Extracted entries ▸
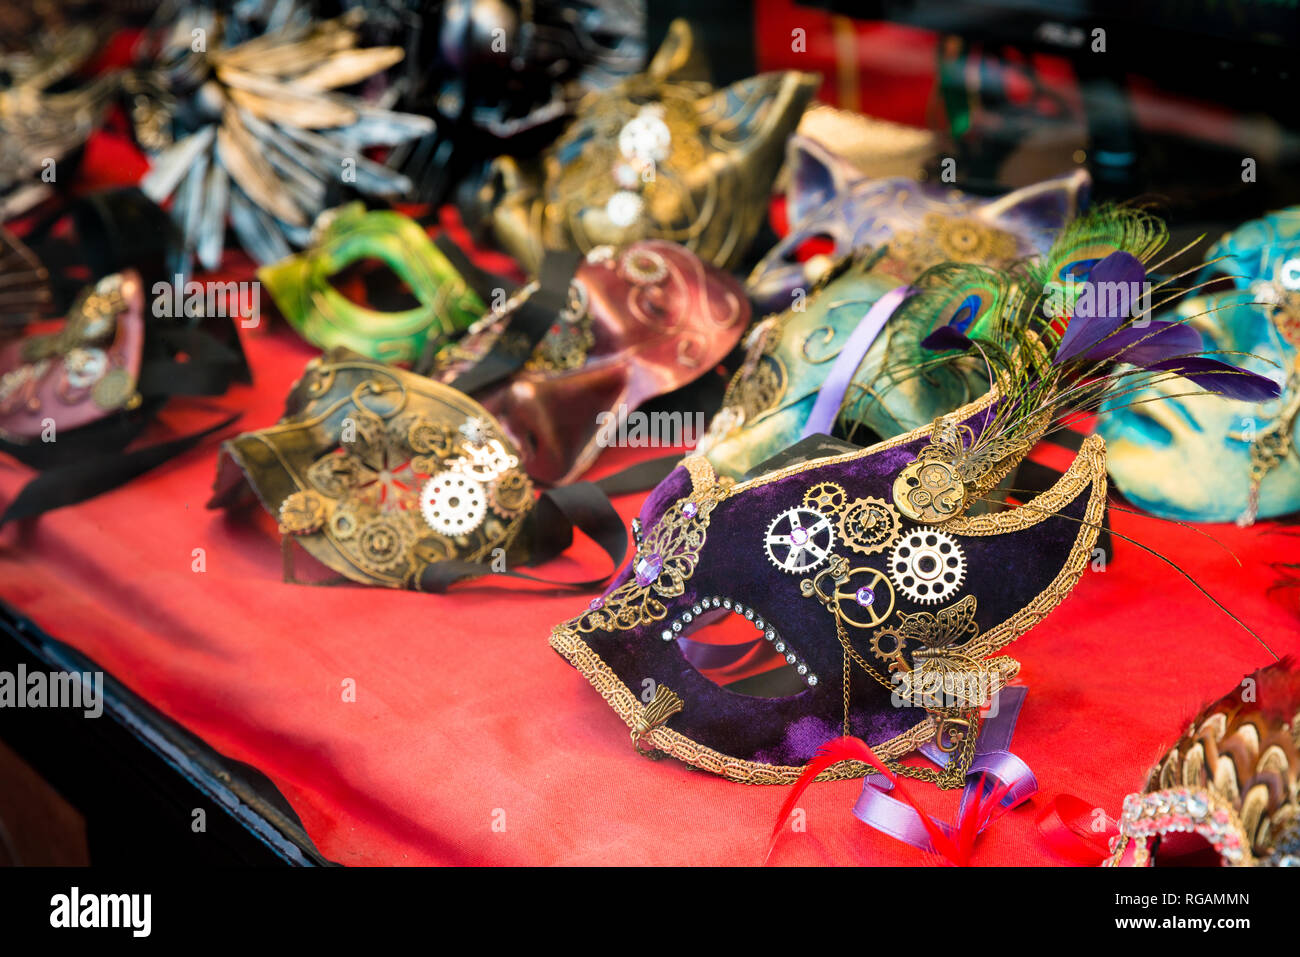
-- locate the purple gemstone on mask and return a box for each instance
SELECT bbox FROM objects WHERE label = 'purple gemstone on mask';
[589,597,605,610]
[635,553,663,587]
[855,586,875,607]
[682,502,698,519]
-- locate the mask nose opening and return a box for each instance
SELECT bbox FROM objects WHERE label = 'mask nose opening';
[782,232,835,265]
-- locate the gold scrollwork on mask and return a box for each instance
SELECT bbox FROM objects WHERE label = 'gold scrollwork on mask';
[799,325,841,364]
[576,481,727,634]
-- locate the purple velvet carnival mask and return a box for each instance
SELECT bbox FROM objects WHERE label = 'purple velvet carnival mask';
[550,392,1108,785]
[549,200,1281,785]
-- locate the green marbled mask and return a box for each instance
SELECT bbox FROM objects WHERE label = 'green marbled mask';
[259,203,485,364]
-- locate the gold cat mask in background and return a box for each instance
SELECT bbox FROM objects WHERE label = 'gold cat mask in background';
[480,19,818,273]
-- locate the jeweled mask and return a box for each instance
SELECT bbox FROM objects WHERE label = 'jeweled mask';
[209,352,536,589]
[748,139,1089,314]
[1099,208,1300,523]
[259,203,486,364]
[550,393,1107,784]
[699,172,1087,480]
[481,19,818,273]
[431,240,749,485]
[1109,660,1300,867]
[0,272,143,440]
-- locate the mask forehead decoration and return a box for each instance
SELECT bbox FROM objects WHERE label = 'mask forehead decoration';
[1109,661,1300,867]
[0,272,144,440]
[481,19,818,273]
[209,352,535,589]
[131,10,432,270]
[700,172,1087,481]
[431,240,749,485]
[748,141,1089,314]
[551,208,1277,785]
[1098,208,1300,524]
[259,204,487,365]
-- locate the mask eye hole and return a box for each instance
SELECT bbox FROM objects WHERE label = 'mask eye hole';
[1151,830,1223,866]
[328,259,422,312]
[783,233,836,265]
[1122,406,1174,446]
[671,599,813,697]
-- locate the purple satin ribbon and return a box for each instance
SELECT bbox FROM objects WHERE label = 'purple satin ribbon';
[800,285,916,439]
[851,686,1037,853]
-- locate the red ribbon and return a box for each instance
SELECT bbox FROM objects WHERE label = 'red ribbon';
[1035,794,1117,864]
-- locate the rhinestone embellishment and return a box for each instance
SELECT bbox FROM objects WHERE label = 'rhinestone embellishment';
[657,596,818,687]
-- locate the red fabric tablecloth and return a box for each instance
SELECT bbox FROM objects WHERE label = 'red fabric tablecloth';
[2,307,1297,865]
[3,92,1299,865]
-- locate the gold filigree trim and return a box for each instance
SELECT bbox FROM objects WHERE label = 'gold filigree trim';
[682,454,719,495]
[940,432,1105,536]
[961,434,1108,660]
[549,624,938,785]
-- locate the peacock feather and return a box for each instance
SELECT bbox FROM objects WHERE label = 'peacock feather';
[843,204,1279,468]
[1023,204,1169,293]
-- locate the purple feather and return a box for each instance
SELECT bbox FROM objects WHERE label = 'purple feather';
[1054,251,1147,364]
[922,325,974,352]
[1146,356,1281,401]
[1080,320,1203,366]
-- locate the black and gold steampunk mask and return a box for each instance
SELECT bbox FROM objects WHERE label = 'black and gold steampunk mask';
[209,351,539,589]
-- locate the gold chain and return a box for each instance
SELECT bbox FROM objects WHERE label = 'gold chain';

Description of the task ▸
Starting at the line that has "-- locate the purple feather" in the records above, restate word for word every line until the one that has "-- locate the black", and include that one as well.

Task answer ▸
-- locate the purple feather and return a box for each instance
SELECT bbox FROM objects WHERE label = 'purple feather';
[1054,251,1147,364]
[922,325,974,352]
[1146,356,1281,401]
[1080,320,1203,366]
-- locate the black and gold steampunk mask and return a box for each instance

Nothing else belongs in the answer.